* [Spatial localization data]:
----------

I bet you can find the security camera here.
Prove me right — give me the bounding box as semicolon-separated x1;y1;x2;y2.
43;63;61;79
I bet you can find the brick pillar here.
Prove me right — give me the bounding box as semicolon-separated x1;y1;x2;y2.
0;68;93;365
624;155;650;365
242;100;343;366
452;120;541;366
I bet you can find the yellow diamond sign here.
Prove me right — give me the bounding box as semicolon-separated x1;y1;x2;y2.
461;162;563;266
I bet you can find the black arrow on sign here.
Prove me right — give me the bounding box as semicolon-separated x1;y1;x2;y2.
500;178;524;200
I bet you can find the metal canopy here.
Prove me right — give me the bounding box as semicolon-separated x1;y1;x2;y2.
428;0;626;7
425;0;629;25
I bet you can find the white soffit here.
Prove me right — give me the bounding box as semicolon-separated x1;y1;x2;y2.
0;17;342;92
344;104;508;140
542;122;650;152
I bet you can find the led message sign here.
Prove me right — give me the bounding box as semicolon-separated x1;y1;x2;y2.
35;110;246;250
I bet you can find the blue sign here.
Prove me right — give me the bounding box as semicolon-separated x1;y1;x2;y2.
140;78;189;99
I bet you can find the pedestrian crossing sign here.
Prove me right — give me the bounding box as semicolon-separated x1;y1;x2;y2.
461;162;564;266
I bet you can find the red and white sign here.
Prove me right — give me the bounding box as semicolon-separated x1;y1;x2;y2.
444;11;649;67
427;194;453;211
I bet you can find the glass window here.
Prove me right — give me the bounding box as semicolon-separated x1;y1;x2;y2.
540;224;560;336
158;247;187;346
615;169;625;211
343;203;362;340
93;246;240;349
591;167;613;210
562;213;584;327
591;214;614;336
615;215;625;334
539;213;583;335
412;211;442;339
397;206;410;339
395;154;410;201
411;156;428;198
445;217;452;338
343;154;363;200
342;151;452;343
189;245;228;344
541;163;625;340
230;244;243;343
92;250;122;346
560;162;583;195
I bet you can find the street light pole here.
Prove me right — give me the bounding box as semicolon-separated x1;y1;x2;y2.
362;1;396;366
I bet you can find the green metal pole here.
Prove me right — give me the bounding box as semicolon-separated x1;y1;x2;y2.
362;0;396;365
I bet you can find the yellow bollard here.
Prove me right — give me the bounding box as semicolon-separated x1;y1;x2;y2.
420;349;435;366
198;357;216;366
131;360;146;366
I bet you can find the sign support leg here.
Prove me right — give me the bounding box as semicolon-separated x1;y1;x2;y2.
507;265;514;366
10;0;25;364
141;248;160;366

----------

* [Aim of the task]: Restate the data exactly, keeping every line intact.

* [Answer box]:
I bet you can find the security camera here.
Prove me right — give me the bounding box as semicolon-separated x1;y1;x2;y2.
43;63;61;79
I bet you can find the brick pillar here.
Prove me right — give me the bounding box as semicolon-separated x1;y1;x2;y2.
0;68;93;365
624;155;650;365
242;100;343;366
452;120;541;366
I bet you can find the yellow diamond sign here.
Prove me right — give me the bounding box as semicolon-separated x1;y1;x2;y2.
461;162;563;266
I bet you can find the black arrow on sign here.
Prove me right — give me the bounding box as semicolon-separated x1;y1;x2;y2.
500;178;524;200
I bet you can find the metal canopy here.
Prove me right — give me the bounding box as semicolon-separated x1;y1;x2;y2.
428;0;626;7
425;0;629;25
I bet you can find the white soffit here.
Prove me right — give me the bounding box as semicolon-separated x1;y1;x2;y2.
0;17;342;92
344;104;508;140
542;122;650;152
I bet you can find the led message sign here.
Prove me right — give me the bounding box as semicolon-separated x1;y1;x2;y2.
35;110;246;250
I bet you can find the blue sign here.
Prove me right — give me the bounding box as semicolon-separated x1;y1;x2;y2.
140;78;189;99
I bet you can find the pedestrian crossing sign here.
Prove me right — give me the bounding box as semicolon-separated x1;y1;x2;y2.
461;162;564;266
I bet you can find the red and white sign here.
Prove me right — give me the bounding box as semicolon-separated x1;y1;x2;y2.
444;11;649;67
427;194;453;211
I bet you can find the glass window here.
Prove me right — give me the bounding box as semicolon-separated x1;y1;x2;y2.
540;224;560;336
158;247;187;346
615;169;625;211
343;203;362;340
93;246;240;349
591;167;613;210
562;213;584;327
591;214;614;336
615;215;625;334
539;213;583;335
412;211;442;339
397;206;410;339
395;154;410;201
411;156;428;198
445;217;452;338
343;154;363;200
342;151;452;343
189;245;228;344
541;163;625;340
230;244;243;343
92;250;122;346
560;162;583;195
I bet you can find the street light pole here.
Prove me right — give me the bounding box as semicolon-separated x1;y1;x2;y2.
362;1;396;366
I bet you can find the green metal pole here.
Prove me right — give me the bounding box as semicolon-separated x1;y1;x2;y2.
362;0;396;365
I bet you can find the yellow bollard here.
Prove me right — give me the bounding box as semicolon-separated x1;y1;x2;y2.
420;349;435;366
198;357;216;366
131;360;146;366
I bet you can find the sign support leg here.
Prove me right — give me the bounding box as semicolon-separated x1;y1;x2;y2.
507;265;514;366
10;0;25;364
141;248;160;366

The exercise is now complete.